◆ Instructions to follow:
Each entry that follows should be written again verbatim.

Stored data entries
━━━━━━━━

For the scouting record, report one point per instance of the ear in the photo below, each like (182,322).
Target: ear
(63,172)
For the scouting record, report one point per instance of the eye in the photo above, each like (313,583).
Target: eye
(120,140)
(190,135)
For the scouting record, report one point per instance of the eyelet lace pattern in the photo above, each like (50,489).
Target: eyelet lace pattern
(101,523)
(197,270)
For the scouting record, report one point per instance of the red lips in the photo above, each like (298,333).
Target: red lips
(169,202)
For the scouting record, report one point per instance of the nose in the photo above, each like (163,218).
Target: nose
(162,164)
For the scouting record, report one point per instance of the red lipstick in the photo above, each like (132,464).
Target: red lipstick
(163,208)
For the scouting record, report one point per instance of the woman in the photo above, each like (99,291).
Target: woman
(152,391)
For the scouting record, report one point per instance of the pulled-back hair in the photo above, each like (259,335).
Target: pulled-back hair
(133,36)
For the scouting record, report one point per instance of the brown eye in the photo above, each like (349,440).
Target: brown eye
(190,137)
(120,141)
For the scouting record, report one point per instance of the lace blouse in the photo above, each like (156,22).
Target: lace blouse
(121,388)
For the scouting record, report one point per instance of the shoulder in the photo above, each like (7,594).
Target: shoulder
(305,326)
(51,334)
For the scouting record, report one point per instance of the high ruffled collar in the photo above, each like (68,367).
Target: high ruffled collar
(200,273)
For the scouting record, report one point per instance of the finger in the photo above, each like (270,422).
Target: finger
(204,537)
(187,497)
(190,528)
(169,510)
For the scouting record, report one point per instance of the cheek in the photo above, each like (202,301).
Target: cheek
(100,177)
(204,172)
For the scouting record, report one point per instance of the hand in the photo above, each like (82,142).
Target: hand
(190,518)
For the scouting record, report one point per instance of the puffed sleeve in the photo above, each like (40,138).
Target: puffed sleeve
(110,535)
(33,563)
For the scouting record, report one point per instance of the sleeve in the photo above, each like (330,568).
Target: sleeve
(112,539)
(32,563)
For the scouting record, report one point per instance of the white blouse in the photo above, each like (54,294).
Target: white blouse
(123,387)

━━━━━━━━

◆ Written solution:
For the scouting record, report one point per instance of the ear in the photo below, each like (182,322).
Target: ear
(63,172)
For the scouting record, report one point per instance of the eye in the photo above, each like (313,583).
Target: eye
(120,140)
(190,135)
For the scouting record, report one point per instance of the eyelet lace pattern in the photo above, each like (50,489).
Target: eyelet lace pattern
(101,523)
(197,270)
For the scouting record, report one point per instance of the red lips in the photo above, each like (298,333).
Target: red lips
(169,202)
For the scouting record, report one point per instance of the nose in the photo above, each like (163,218).
Target: nose
(162,164)
For the scouting record, report one point per instance of the red lipstick in the photo above, each like (132,464).
Target: red lipstick
(163,208)
For the scouting record, report one point per instance of the woman in the photo above, each like (99,291).
Target: woman
(152,391)
For the scouting record, report one point per instance of the pulled-back hair in the photo above, each like (259,335).
Target: pulled-back hair
(133,36)
For the scouting record, report one point per instance of the brown eye in the photo above, each like (349,440).
Target: brown eye
(190,137)
(120,141)
For the scouting record, report one point per instance of the lace blouse in the photo above, each like (156,22).
Target: lace blouse
(121,388)
For the scouting record, report one point per instance of the shoulder in the photo above, each like (7,594).
Target: shoulder
(305,326)
(51,334)
For the scouting record, report one point per instance of the high ruffled collar in the photo above, each like (68,367).
Target: high ruffled collar
(200,273)
For the scouting record, report one point per instance of the finger in the photo above, each like (270,422).
Target: finger
(204,537)
(187,497)
(190,528)
(169,510)
For the scouting record, report one point per instance of the cheek in the photo above, each like (202,301).
Target: cheek
(100,177)
(204,172)
For the scouting record, report one point per instance of the hand in the photo above, each like (82,142).
Target: hand
(190,518)
For the scouting record, report one point per instance of the puffed sleeve in the photo above, each like (40,138).
Target: puffed sleeve
(110,535)
(33,563)
For the scouting record, report one point per instance of the sleeve in the photo above, each like (330,568).
Target: sleeve
(112,539)
(32,563)
For the scouting record, report one point per instance of the white blouse in the photo above, each like (54,294).
Target: white blouse
(123,387)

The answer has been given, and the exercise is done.